Cosa fare
a) Rispondi a queste domande sul testo sull'Ospedale Spaziani:
(i) Chi è il presidente della LPH?
(ii) Che cosa indica la sigla DAMA?
(iii) Secondo l'esposto, su che cosa ci si adagia senza sapere quante ore o giorni ci si rimarrà?
b) Prosegui il testo sull'Ospedale Spaziani a partire dalla sua ultima frase.

Testo fornito
---
«Un percorso completamente fallimentare e da riformare profondamente», come scrive Vitaliano Ferrajolo, presidente della LPH (Associazione di Tutela dei Diritti delle Persone con Disabilità), ovvero, per tradurre lo stesso concetto con altra formula, tutto quello che non deve fare un ospedale nei confronti di una persona non autosufficiente con grave disabilità, ma anche nei confronti di persone con problemi psichiatrici. Nel caso specifico si parla dell’Ospedale Spaziani di Frosinone, ma abbiamo purtroppo la certezza che quanto denunciato riguardi anche tante altre strutture sanitarie del nostro Paese, nonostante si stiano fortunatamente diffondendo – anche se con troppa lentezza – meritorie iniziative come il progetto DAMA (“Assistenza medica avanzata alle persone con disabilità”).
Nel presentare dunque un proprio esposto nei confronti dello Spaziani di Frosinone (disponibile integralmente a questo link), Ferrajolo vi scrive tra l’altro che « nel momento in cui l’Ospedale si fa carico della presa in carico del paziente con disabilità che emergono colpose gravissime carenze organizzative nella gestione della persona, specialmente per coloro che fino a quel momento erano affidate alle competenze assistenziali di un caregiver familiare di cui ci si deve privare per motivi insussistenti, visto che il personale sanitario surrogante non può, non sa e non vuole adottare. Ritengo che sia un paradosso che un luogo deputato alla cura delle persone rappresenti, invece, un luogo in cui si debba temere, e nemmeno tanto ipoteticamente, danni gravi “collaterali” al motivo per cui si inizia il calvario di disumanizzazione delle procedure, a partire dalla propria “deposizione” su una barella ospedaliera, su cui si sa quando ci si adagia, ma nessuno sa quante ore o giorni ci si rimarrà, immobili, nella stessa posizione, senza che nessun operatore sanitario si prenda cura nel gestire le posture per chi autonomamente non può cambiarle o delle altre esigenze fisiologiche».
---
Materiale fornito
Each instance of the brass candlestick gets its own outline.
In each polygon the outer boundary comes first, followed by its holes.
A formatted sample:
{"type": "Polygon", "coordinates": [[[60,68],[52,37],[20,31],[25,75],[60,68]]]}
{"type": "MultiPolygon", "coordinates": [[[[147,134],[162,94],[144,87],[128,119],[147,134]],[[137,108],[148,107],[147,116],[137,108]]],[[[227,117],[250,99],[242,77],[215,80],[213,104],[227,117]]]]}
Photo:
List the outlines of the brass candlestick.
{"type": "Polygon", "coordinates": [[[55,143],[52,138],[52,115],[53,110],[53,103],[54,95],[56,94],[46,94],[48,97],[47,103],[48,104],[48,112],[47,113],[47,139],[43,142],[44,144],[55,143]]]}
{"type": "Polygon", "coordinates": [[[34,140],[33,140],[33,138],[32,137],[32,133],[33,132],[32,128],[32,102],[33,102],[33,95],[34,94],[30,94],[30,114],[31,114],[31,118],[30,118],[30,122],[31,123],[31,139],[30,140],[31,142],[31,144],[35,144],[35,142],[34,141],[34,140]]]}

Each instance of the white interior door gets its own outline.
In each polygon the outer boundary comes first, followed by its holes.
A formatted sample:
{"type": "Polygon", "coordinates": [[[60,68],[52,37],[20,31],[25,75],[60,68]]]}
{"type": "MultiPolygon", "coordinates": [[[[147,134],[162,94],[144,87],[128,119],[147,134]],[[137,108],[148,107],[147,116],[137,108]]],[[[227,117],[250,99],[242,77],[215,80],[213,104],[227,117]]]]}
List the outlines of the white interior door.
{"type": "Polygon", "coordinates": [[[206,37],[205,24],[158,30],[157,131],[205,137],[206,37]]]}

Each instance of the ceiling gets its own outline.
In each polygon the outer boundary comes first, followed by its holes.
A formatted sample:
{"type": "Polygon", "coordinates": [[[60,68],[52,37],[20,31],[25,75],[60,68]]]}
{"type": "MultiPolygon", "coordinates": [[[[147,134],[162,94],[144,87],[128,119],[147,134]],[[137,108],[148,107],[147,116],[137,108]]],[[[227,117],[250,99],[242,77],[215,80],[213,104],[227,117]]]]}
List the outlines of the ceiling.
---
Risposte per attività
a)
(i) Vitaliano Ferrajolo
(ii) “Assistenza medica avanzata alle persone con disabilità”
(iii) Su una barella ospedaliera

b)
«Nessuno sa chi sei e che problematica hai – prosegue il testo dell’esposto -, nonostante ormai le banche dati sanitarie siano a conoscenza di ogni “pelo” della nostra situazione sanitaria. Ogni volta che si accede al triage, al di là della descrizione del problema contingente, si deve sempre rispondere a questioni che dovrebbero essere ormai consolidate in banca dati, come la condizione di disabilità, le necessità assistenziali o i farmaci a cui si è allergici, più volte precedentemente enunciati, ma è proprio sui bisogni primari che nulla viene chiesto». «Nonostante ciò – sottolinea -, se non fossi stato vigile ed accorto a chiedere lumi sui farmaci che mi stessero diluendo in flebo, mi avrebbero somministrato un antibiotico nocivo alla mia salute!».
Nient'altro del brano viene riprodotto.